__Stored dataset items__

::::::::

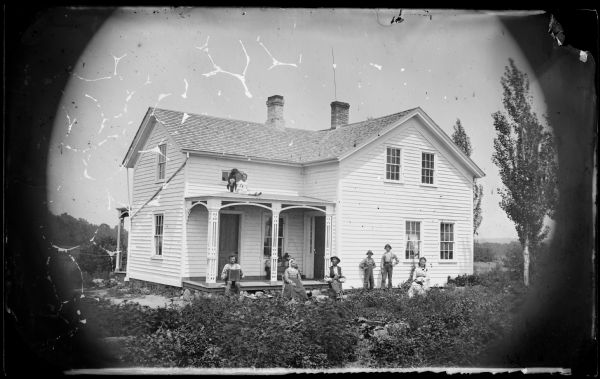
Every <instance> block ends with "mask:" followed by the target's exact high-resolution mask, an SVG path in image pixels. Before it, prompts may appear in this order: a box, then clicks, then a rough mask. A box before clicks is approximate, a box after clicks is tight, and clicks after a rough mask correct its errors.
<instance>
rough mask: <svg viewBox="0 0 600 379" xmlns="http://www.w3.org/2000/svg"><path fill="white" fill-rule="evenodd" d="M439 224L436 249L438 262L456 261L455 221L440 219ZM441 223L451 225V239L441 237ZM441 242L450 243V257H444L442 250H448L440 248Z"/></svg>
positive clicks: (455, 231)
mask: <svg viewBox="0 0 600 379" xmlns="http://www.w3.org/2000/svg"><path fill="white" fill-rule="evenodd" d="M439 225H440V228H439V232H440V234H439V245H438V247H439V249H438V253H439V254H438V259H439V261H440V262H455V261H456V223H455V222H454V221H445V220H444V221H440V222H439ZM442 225H451V226H452V234H451V236H452V240H451V241H447V240H444V239H443V238H442V237H443V236H442ZM443 243H450V244H451V245H450V246H451V247H452V250H451V251H450V252H451V254H452V257H451V258H444V257H443V252H446V253H447V252H448V251H447V250H446V251H443V250H442V244H443Z"/></svg>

::::::::

__Task statement__
Transcribe all of the records above character for character, and leave the pictures out.

__Result for this exercise__
Every <instance> block ends with "mask:" followed by the target's exact high-resolution mask, an SVG path in image pixels. Before it, prompts may appear in this order: a box, then clicks, then a rough mask. A box before clicks is approximate, a box after clicks is tight, and clicks after a rough mask correct its errors.
<instance>
rough mask: <svg viewBox="0 0 600 379" xmlns="http://www.w3.org/2000/svg"><path fill="white" fill-rule="evenodd" d="M439 224L436 249L438 262L456 261L455 221L440 219ZM441 223L451 225V239L441 237ZM441 242L450 243V257H444L442 250H448L440 248Z"/></svg>
positive clicks: (455, 231)
mask: <svg viewBox="0 0 600 379" xmlns="http://www.w3.org/2000/svg"><path fill="white" fill-rule="evenodd" d="M439 225H440V228H439V232H440V234H439V245H438V247H439V249H438V253H439V254H438V259H439V261H440V262H455V261H456V223H455V222H454V221H445V220H444V221H440V222H439ZM442 225H451V226H452V234H451V236H452V240H451V241H447V240H444V239H443V238H442V237H443V236H442ZM443 243H450V244H451V245H450V246H451V247H452V250H451V251H450V252H451V254H452V257H451V258H444V257H443V252H446V253H447V252H448V251H447V250H446V251H443V250H442V244H443Z"/></svg>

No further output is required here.